OBJECTIVE: Copy everything in the listing from the line containing "Where can you find the quay" down to the line containing "point(118, 14)", including both of those lines, without changing a character.
━━ EXERCISE INPUT
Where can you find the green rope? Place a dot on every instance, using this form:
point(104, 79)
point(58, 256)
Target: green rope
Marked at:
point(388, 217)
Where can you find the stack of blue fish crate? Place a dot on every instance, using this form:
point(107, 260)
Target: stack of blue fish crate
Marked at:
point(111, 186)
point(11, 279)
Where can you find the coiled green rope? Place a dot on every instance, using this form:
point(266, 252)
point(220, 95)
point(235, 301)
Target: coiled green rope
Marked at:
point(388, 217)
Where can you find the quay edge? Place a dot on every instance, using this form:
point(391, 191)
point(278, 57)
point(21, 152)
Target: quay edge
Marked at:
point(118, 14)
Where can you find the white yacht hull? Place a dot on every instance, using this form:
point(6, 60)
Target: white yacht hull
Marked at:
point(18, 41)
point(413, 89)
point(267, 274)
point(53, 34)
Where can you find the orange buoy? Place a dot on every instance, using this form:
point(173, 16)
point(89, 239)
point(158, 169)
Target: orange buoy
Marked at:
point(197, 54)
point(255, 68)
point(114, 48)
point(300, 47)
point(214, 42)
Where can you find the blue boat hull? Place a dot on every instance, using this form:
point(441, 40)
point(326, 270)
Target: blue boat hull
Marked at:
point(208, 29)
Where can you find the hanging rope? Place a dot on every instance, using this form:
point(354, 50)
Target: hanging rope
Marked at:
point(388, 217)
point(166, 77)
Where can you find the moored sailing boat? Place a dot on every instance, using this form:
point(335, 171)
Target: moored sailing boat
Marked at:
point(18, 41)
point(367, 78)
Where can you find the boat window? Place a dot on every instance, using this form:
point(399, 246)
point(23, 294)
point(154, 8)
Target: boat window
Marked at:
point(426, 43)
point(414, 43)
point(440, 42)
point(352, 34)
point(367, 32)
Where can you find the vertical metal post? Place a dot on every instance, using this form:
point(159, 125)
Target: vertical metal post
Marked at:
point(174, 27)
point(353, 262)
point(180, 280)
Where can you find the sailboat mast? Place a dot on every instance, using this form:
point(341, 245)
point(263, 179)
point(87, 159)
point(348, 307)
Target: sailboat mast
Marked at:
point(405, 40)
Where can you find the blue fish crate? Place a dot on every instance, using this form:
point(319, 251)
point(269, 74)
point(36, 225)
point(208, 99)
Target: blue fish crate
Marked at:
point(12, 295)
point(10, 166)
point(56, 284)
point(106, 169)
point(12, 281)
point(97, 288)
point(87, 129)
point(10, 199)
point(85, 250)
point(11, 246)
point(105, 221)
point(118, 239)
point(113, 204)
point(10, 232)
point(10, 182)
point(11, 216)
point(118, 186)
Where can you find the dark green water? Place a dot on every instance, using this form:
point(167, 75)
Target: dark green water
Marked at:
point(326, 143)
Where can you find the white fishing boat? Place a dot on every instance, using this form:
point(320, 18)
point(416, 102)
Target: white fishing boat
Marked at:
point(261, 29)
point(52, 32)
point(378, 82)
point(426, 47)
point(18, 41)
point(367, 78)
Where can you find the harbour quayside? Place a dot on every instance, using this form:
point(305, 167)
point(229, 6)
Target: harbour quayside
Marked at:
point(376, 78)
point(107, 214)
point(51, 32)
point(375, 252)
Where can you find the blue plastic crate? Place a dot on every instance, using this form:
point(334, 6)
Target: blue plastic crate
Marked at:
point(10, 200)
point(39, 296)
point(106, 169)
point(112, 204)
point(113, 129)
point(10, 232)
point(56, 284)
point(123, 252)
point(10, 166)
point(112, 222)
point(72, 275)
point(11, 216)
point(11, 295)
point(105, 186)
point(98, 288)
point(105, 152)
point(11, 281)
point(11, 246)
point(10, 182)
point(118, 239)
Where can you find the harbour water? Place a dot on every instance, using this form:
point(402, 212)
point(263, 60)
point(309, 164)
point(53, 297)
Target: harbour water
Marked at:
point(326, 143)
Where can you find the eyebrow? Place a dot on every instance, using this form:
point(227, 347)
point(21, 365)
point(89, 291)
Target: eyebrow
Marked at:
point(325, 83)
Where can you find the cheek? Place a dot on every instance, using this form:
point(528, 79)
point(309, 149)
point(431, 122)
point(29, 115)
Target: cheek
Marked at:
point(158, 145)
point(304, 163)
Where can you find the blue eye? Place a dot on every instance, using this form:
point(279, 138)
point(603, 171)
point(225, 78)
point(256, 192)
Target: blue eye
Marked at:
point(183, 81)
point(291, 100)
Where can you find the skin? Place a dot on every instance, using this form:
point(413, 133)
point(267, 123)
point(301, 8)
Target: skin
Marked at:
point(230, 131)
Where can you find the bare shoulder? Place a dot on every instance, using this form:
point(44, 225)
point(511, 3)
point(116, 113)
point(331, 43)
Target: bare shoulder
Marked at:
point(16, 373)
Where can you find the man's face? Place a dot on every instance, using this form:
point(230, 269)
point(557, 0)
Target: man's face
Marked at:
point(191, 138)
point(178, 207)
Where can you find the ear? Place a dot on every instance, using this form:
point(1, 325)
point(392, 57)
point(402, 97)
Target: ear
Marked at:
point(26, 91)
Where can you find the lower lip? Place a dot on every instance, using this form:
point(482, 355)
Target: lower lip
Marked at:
━━━━
EXPECTED ANSWER:
Where can you find the quay edge? Place a dot on every instance, using this form:
point(391, 191)
point(278, 57)
point(21, 152)
Target: quay edge
Marked at:
point(118, 14)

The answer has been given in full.